====== Provided data

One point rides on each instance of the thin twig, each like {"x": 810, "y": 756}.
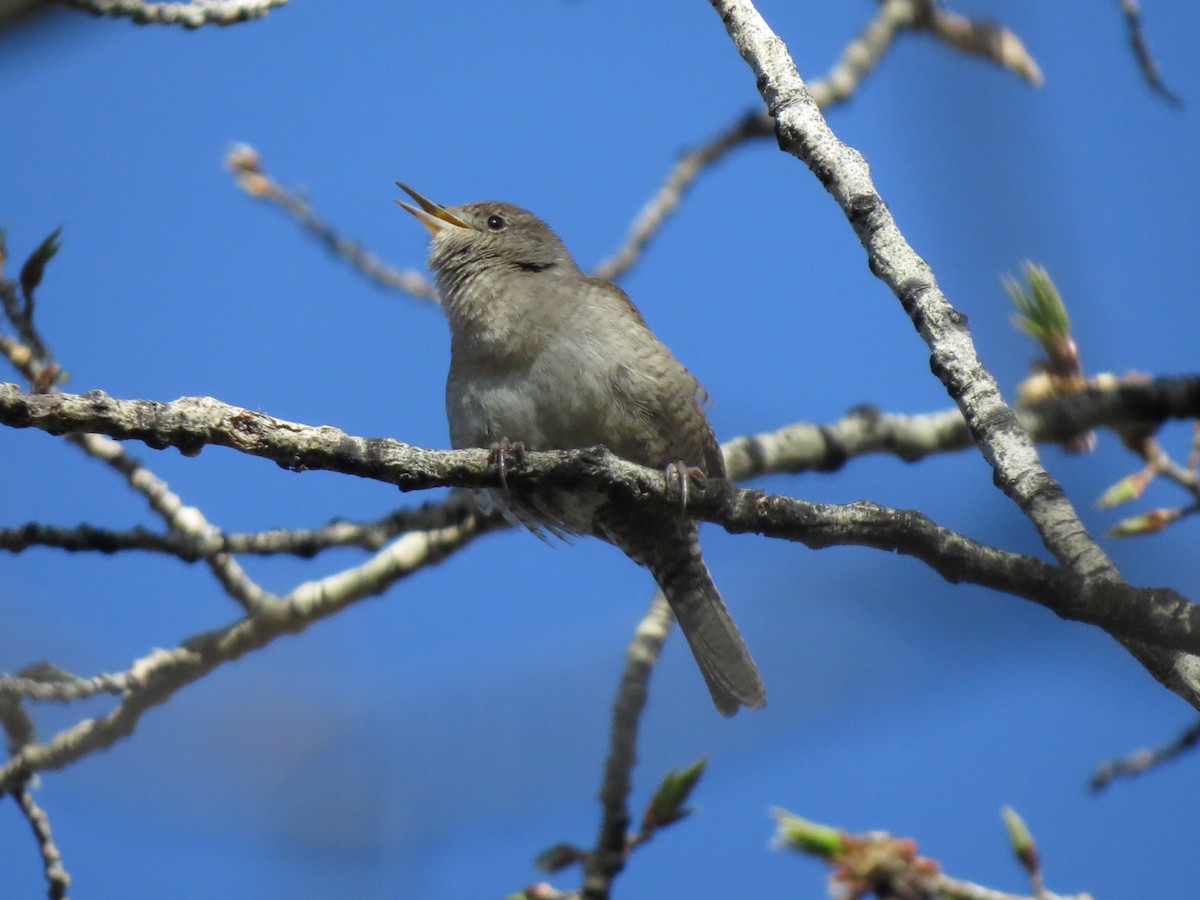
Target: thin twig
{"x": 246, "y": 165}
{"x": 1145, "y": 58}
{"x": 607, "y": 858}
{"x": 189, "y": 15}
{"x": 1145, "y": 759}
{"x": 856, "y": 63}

============
====== Provided data

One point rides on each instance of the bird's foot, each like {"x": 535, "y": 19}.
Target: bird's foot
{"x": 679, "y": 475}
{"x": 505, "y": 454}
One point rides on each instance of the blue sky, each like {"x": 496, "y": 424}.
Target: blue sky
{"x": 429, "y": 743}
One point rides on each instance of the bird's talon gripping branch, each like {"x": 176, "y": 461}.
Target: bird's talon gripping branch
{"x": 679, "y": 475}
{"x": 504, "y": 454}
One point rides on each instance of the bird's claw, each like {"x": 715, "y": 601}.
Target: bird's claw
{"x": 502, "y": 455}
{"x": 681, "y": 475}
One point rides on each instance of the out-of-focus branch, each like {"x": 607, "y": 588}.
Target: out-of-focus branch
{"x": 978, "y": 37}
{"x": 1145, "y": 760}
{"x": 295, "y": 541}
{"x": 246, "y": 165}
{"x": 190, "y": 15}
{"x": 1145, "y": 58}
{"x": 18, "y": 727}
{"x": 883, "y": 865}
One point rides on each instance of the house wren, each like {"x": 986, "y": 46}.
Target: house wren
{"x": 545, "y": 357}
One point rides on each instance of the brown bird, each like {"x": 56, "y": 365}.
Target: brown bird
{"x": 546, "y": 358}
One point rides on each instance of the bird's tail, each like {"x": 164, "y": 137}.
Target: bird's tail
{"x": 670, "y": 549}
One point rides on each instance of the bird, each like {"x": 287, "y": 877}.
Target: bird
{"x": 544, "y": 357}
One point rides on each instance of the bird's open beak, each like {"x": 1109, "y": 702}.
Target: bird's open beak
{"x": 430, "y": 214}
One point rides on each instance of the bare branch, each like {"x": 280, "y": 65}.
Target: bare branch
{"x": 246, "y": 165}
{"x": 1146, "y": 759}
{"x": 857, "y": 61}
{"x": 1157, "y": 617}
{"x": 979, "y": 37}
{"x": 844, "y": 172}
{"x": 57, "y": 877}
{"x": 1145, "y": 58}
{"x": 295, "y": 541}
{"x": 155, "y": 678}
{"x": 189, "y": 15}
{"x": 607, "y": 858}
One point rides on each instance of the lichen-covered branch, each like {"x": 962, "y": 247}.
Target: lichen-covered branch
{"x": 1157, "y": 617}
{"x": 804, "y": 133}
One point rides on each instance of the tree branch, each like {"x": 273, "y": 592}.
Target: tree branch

============

After reading the records above, work out how many lines contain "tree" and give that number only.

Task answer: 2